- Required action -
Answer these questions from the text below on drug use in Illinois:
1. What share of the heroin addicts Feiza has dealt with does he estimate started with prescription drugs?
2. By what percent did private insurance claims related to opioid abuse and dependence diagnoses increase in Illinois between 2007 and 2014?
3. What share of Illinois' overall population does Chicago represent?

- Selected extract -
And why would legalized marijuana increase homelessness? There are plenty of homeless alcoholics, so should we ban their hugely addictive substance? Also, plenty of highly productive folks use marijuana. That argument is a total red herring. And a gateway drug? Dude, the 1980s called, it want its propaganda back. Also, you might as well ban beer, because it’s often a “gateway drug” to whiskey.
I mean, heck, even the curmudgeons at the Champaign News-Gazette grudgingly admitted this week that times have changed…
But it seems obvious that more and more people expect less bad to result from law enforcement’s expansive and hugely expensive efforts to reduce consumption of a product in wide demand.
…Adding… As mentioned in comments, there are some very real gateway drugs that lead to the abuse of some truly dangerous substances, so maybe focus on those?…
The so-called “Heroin Highway” from Chicago to Kane County is thriving, Kane County Sheriff’s Department officials said in Aurora.
“We are getting killed by heroin,” Kane County Sheriff’s Sgt. Aaron Feiza said at a forum in Aurora, calling the current situation a crisis.
Dealers from primarily Chicago’s West Side are bringing heroin into the Aurora area with a higher potency than before, which is causing more overdose deaths throughout the county, he said. […]
Thefts, burglaries and other crimes are up in Kane County and 99 percent of the time the crimes are associated with addiction, [Kane County Sheriff’s Sgt. Aaron Feiza] said.
He estimates 95 percent of heroin addicts he’s dealt with started using prescription drugs first. Prescription drugs often are more expensive - one pill can cost between $70 and $80, he said. Heroin becomes a cheaper alternative, Feiza said. A bag of heroin costs $10 or $15 for the same kind of high, he said.
…Adding More… Crain’s…
Private insurance claims related to opioid abuse and dependence diagnoses increased 329 percent in Illinois between 2007 and 2014, according to data from Fair Health, a New York-based nonprofit that seeks to increase transparency in health care costs.
In Chicago alone, such claims increased 382 percent over the seven-year period.
Robin Gelburd, president of Fair Health—which analyzed more than 23 billion claims from more than 150 million privately insured Americans—says that while Chicago’s claims increased at a greater rate than the state’s, the city’s proportion of opioid claims remains smaller than that of the rest of Illinois, based on population.
Citing U.S. Census data from last year, she says Chicago represents 21 percent of Illinois’ overall population but only 14 percent of opioid-related diagnoses.

Recorded data
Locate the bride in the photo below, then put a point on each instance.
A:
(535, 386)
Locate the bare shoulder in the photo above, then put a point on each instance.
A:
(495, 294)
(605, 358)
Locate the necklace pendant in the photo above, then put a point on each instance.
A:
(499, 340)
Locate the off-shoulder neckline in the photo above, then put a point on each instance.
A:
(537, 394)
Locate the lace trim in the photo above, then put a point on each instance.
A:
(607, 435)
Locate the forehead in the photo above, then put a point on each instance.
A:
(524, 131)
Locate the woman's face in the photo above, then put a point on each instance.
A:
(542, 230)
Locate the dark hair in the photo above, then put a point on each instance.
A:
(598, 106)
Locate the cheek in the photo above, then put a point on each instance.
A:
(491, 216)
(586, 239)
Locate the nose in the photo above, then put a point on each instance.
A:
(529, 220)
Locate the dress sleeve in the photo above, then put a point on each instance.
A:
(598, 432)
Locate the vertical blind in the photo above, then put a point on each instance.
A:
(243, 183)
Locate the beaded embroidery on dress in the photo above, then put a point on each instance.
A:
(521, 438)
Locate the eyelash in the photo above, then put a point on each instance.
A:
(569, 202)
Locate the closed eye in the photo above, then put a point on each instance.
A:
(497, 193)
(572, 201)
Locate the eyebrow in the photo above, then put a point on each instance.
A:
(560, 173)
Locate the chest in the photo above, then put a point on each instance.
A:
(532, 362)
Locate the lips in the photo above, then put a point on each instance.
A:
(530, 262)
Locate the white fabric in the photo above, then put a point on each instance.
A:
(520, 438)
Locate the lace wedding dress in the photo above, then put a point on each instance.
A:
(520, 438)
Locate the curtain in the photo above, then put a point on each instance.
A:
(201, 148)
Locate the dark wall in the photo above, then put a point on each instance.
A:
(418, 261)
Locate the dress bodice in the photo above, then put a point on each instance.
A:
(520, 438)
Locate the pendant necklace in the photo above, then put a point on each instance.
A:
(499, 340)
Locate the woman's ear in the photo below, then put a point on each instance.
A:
* * *
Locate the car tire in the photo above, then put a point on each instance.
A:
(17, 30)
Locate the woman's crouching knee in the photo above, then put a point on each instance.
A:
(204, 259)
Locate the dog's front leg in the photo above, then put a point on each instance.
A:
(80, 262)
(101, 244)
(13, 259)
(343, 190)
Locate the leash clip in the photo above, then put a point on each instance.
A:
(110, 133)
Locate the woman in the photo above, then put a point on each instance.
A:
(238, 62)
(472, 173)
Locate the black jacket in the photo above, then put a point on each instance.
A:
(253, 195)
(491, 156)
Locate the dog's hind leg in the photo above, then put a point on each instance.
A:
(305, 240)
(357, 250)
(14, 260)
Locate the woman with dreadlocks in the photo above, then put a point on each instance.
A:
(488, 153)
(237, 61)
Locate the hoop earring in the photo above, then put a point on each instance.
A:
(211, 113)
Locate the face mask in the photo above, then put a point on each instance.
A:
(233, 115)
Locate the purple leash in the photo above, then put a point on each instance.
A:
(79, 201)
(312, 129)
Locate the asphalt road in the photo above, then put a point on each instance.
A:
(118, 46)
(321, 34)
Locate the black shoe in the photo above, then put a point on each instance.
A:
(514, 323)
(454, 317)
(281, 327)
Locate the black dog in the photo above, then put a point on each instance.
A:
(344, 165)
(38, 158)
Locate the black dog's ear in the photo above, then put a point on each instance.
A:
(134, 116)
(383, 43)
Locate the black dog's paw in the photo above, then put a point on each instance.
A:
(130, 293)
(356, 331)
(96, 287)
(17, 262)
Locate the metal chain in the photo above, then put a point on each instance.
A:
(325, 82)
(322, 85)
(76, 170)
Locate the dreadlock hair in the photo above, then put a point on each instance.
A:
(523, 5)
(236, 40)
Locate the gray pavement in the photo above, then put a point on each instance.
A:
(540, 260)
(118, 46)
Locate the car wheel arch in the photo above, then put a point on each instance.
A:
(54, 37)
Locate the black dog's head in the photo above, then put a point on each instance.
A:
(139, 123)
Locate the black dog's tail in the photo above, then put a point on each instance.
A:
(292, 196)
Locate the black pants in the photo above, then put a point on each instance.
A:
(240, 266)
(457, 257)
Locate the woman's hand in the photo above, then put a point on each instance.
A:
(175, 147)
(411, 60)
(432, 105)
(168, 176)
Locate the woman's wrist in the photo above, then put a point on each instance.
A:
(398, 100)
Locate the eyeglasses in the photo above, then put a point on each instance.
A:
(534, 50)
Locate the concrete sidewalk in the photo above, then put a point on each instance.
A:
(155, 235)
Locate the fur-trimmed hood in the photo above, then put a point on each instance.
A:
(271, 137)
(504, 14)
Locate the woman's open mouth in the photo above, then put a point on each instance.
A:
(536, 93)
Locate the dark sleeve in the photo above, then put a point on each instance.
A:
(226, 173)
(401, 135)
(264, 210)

- Response to this task -
1. 95 percent
2. 329 percent
3. 21 percent